REQUIREMENT:
Could you reproduce all of the records below line for line, leaving every character unchanged?

DATA ROWS:
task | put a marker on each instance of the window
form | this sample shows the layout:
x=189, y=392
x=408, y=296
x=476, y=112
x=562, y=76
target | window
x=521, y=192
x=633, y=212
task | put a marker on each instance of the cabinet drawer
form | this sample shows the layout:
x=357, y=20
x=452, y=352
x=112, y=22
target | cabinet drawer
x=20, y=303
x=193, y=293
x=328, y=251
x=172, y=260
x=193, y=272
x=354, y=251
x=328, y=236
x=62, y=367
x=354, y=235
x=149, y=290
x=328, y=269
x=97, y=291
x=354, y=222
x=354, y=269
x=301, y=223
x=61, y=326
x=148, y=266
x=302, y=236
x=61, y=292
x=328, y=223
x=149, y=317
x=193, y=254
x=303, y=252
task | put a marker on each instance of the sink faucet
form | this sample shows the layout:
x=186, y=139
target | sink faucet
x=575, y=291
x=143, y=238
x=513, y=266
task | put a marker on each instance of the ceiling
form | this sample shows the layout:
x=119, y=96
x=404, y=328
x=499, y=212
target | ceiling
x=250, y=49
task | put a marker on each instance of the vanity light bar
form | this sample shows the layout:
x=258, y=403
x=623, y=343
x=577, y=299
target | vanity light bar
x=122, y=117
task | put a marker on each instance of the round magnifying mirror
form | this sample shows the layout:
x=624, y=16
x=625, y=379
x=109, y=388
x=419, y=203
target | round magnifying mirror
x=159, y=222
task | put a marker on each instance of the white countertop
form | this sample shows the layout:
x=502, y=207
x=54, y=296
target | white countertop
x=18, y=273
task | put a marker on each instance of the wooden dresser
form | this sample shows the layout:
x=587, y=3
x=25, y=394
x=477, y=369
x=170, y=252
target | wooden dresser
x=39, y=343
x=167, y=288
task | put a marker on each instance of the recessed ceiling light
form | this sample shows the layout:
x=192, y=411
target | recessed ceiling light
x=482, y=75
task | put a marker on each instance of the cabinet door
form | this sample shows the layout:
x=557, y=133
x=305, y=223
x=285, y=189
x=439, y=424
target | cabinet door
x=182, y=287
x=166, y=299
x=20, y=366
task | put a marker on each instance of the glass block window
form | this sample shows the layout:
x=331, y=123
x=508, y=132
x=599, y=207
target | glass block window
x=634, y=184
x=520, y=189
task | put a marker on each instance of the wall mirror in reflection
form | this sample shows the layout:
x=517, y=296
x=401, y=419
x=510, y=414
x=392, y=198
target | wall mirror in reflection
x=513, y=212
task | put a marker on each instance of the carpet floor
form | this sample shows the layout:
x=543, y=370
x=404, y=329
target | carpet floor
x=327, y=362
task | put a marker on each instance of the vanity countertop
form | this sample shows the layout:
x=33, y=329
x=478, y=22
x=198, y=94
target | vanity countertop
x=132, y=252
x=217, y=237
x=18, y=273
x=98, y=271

OUTPUT BELOW:
task | put a marker on each instance of the window
form | this sample shows the layout:
x=189, y=392
x=408, y=296
x=476, y=112
x=562, y=76
target | window
x=521, y=192
x=633, y=212
task | put a marker on each instance of the cabinet drawer
form | this sample shows the layout:
x=357, y=20
x=452, y=352
x=112, y=22
target | cabinet drawer
x=20, y=303
x=193, y=293
x=328, y=251
x=172, y=260
x=193, y=272
x=354, y=251
x=328, y=236
x=62, y=367
x=354, y=235
x=149, y=290
x=328, y=269
x=97, y=291
x=354, y=222
x=354, y=269
x=301, y=223
x=61, y=326
x=148, y=266
x=302, y=236
x=61, y=292
x=328, y=223
x=149, y=317
x=193, y=254
x=303, y=252
task | put a marker on each instance of the sink faucet
form | this sample shows the layout:
x=186, y=139
target | sink faucet
x=575, y=291
x=143, y=238
x=513, y=266
task | put a marker on each instance of the ceiling
form | this sample shows the layout:
x=119, y=96
x=404, y=328
x=499, y=212
target | ceiling
x=250, y=49
task | put a marker on each instance of the vanity light bar
form | this sample shows the layout:
x=258, y=403
x=623, y=343
x=577, y=299
target | vanity light bar
x=122, y=117
task | put a marker on each instance of the round magnifying mirror
form | this sample shows the layout:
x=624, y=16
x=625, y=379
x=109, y=388
x=419, y=203
target | round magnifying mirror
x=159, y=222
task | put a marker on each instance of the white countertop
form | this sample shows the layout:
x=502, y=207
x=54, y=296
target | white countertop
x=18, y=273
task | put a marker on each instance of the wooden dresser
form | this sample shows the layout:
x=587, y=3
x=25, y=394
x=477, y=369
x=170, y=252
target | wooden dresser
x=39, y=343
x=167, y=288
task | put a marker on each instance of the recessed ceiling light
form | this sample shows the layout:
x=192, y=411
target | recessed ceiling light
x=482, y=75
task | put a marker on each instance of the cabinet door
form | this sample shows the layout:
x=557, y=133
x=305, y=223
x=285, y=189
x=439, y=424
target | cabinet door
x=182, y=287
x=166, y=299
x=20, y=366
task | put a marker on each instance of the glass block window
form | this sample shows the layout:
x=331, y=123
x=508, y=132
x=599, y=207
target | glass block window
x=634, y=184
x=520, y=189
task | put a marker on each instance of the wall mirror in reflection
form | this sample shows the layout:
x=517, y=296
x=401, y=419
x=510, y=414
x=392, y=198
target | wall mirror in reflection
x=513, y=212
task | put a marker on each instance of the carpet floor
form | this sample shows the layout:
x=543, y=370
x=404, y=329
target | carpet floor
x=327, y=362
task | put a marker on each instance of the vanity countertop
form | this sample shows the layout:
x=33, y=329
x=478, y=22
x=198, y=94
target | vanity countertop
x=132, y=252
x=217, y=237
x=18, y=273
x=98, y=271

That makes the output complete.